What is needed: Identify every line in the rows below that contains the string "concrete", matching case exactly, and copy each such line in full.

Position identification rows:
=======

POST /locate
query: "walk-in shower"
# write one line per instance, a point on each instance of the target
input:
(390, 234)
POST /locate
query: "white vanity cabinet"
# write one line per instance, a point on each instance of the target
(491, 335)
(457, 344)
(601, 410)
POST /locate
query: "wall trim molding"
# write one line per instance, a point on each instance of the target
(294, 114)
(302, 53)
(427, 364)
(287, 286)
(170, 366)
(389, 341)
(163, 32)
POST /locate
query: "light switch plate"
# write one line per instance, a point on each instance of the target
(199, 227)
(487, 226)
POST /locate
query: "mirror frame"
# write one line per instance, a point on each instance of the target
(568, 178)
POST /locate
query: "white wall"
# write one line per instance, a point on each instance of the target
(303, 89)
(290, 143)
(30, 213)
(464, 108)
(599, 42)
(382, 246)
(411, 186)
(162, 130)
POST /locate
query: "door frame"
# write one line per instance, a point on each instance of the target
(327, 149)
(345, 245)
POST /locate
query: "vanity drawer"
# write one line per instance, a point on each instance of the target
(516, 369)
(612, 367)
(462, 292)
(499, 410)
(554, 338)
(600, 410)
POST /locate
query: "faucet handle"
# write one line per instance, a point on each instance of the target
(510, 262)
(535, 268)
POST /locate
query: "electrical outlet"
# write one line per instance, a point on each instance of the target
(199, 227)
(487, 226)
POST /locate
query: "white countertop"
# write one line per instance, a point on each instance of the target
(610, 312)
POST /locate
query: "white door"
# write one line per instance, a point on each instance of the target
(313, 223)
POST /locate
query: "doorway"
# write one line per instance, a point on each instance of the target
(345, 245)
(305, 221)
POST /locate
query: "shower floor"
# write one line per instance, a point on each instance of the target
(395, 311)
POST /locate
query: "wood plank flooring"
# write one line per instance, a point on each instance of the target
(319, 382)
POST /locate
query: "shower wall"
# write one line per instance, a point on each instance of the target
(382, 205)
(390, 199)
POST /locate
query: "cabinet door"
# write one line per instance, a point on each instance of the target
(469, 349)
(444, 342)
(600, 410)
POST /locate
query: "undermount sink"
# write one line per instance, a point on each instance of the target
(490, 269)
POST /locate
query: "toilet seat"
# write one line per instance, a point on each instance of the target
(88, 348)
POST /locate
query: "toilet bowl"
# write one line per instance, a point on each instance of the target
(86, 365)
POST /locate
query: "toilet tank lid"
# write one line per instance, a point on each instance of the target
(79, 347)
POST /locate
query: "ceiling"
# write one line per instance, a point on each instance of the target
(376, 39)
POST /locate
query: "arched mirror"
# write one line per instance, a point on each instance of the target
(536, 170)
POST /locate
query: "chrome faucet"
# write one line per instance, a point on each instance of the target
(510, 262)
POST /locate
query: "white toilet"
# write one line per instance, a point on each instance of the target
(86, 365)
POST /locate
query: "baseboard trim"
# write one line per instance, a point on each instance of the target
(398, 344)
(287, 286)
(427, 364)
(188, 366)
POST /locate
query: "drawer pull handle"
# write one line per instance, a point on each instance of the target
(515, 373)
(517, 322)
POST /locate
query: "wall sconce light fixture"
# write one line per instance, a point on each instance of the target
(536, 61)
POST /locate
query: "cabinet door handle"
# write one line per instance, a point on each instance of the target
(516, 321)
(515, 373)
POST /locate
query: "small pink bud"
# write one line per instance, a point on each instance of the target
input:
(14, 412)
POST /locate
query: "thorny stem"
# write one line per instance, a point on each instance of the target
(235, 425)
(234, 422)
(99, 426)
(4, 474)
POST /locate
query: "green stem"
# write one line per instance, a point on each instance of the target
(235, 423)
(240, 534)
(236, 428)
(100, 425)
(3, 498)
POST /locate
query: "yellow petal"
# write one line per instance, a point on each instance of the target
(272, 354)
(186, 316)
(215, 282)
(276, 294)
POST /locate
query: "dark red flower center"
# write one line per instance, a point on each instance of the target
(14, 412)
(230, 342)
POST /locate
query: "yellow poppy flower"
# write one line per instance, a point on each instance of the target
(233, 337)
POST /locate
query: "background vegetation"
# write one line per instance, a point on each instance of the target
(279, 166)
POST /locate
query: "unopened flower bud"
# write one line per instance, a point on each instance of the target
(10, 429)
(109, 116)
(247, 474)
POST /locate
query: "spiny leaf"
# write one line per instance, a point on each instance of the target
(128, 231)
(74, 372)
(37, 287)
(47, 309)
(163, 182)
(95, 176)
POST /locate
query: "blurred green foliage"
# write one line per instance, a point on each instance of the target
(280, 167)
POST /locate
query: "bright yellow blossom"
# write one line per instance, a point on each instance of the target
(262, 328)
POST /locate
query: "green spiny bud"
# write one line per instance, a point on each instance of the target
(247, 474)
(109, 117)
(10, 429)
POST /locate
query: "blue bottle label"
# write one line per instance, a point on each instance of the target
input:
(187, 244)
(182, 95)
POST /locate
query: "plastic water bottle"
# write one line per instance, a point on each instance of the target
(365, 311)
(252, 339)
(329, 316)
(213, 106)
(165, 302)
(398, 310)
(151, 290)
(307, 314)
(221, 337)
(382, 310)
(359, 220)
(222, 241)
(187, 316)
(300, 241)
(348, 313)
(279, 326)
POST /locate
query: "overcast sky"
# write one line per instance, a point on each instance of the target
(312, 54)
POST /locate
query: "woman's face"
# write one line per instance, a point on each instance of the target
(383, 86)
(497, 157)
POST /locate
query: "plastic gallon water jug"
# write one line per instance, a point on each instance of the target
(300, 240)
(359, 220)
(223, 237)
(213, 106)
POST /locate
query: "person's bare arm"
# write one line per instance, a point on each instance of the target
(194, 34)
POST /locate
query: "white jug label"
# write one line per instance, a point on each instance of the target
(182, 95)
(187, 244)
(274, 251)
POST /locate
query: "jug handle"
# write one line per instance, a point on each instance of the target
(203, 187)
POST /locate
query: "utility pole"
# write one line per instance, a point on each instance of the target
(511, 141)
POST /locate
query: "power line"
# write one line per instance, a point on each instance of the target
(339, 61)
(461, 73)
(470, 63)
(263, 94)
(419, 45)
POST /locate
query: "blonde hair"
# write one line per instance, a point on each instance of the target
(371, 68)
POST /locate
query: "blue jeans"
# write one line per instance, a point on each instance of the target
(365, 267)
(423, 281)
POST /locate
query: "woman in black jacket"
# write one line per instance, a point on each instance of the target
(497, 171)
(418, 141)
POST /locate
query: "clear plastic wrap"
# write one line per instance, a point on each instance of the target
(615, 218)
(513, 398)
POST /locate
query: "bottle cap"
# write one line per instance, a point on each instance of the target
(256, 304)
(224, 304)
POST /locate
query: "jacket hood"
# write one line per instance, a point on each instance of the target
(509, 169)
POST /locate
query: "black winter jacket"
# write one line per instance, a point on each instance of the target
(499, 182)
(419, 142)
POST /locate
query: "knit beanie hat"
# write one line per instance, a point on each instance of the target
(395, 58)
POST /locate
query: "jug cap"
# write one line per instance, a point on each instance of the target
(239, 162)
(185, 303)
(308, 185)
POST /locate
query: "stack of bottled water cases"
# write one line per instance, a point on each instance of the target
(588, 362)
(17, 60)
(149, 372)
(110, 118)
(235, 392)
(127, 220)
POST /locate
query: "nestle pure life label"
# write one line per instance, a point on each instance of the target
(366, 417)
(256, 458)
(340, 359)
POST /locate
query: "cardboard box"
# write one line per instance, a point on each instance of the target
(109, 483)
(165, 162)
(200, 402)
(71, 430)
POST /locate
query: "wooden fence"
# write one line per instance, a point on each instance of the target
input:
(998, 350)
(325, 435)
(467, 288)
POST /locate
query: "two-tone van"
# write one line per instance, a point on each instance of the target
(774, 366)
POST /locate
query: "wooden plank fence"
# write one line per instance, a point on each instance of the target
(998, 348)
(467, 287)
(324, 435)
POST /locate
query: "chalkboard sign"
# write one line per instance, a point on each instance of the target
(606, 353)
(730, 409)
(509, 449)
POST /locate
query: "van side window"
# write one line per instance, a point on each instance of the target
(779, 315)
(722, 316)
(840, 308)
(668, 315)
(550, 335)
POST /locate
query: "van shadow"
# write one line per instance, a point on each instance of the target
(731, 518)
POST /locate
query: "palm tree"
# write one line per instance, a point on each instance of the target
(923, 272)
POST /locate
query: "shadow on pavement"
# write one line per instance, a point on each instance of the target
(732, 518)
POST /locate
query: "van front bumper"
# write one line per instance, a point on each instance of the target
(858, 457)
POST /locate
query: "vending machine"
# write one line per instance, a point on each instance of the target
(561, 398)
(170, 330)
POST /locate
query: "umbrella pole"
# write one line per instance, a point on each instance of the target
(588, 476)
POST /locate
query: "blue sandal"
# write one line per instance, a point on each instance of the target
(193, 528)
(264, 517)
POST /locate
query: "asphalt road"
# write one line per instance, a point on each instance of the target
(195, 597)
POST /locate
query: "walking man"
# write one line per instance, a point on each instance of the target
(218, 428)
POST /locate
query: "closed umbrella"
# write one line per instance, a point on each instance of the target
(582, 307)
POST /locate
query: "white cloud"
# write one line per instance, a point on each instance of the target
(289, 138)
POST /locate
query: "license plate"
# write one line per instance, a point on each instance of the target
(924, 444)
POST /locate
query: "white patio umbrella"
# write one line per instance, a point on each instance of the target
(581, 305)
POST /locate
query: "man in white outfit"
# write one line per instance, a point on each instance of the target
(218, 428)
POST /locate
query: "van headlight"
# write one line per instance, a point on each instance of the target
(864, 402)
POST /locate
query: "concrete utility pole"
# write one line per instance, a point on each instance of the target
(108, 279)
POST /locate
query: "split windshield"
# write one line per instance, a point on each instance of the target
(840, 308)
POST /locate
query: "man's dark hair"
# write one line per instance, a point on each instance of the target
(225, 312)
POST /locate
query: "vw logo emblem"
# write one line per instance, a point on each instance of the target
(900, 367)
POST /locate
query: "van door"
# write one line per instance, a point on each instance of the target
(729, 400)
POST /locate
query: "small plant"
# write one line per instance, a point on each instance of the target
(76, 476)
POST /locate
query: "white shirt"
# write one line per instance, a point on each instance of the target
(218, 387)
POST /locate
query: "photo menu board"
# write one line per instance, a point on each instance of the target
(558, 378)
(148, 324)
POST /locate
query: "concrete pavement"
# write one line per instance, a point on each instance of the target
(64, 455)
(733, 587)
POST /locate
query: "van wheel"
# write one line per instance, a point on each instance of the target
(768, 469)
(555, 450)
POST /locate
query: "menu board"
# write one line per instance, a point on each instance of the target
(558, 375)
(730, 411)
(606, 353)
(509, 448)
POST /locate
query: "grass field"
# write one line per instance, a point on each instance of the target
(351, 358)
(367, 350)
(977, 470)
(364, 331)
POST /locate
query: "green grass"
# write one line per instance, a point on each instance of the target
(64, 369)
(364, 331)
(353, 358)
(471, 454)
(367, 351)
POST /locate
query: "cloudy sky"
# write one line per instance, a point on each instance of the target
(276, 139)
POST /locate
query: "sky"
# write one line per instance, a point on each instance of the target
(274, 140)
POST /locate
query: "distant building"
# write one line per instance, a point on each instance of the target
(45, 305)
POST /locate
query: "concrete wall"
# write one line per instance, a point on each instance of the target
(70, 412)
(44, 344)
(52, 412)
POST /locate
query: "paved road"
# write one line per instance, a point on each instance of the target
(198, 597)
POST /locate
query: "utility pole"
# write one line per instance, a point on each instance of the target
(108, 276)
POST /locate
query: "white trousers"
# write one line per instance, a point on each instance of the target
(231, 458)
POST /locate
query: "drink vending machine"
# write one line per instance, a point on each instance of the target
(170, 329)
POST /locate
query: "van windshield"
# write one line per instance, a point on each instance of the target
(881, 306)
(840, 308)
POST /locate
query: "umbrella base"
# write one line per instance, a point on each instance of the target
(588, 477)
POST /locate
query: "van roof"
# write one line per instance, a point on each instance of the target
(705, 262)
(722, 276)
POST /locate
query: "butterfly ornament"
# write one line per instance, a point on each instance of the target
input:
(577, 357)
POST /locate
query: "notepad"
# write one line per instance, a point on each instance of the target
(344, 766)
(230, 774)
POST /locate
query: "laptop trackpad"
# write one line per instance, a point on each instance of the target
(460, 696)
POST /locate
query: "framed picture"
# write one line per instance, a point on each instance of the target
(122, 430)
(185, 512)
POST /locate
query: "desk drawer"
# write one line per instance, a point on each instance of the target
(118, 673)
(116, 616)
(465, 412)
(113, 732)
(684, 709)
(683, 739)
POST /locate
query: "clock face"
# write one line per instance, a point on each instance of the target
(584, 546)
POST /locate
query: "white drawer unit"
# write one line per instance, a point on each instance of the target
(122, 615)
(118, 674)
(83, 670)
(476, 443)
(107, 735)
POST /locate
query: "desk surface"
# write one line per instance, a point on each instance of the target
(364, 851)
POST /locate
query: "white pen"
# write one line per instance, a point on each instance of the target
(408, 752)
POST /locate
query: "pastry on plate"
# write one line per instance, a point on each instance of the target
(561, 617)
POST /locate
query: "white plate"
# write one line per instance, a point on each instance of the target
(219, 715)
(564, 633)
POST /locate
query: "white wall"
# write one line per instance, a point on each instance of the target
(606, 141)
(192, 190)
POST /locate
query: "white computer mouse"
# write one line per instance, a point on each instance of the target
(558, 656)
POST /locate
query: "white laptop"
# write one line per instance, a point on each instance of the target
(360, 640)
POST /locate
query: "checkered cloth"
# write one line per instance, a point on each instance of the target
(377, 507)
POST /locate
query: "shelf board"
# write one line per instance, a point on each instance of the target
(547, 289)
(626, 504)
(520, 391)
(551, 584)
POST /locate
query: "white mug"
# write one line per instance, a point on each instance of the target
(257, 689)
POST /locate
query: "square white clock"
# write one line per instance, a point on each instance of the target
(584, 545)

=======

Task solution:
query: "concrete utility pole"
query: "concrete pavement"
query: "concrete wall"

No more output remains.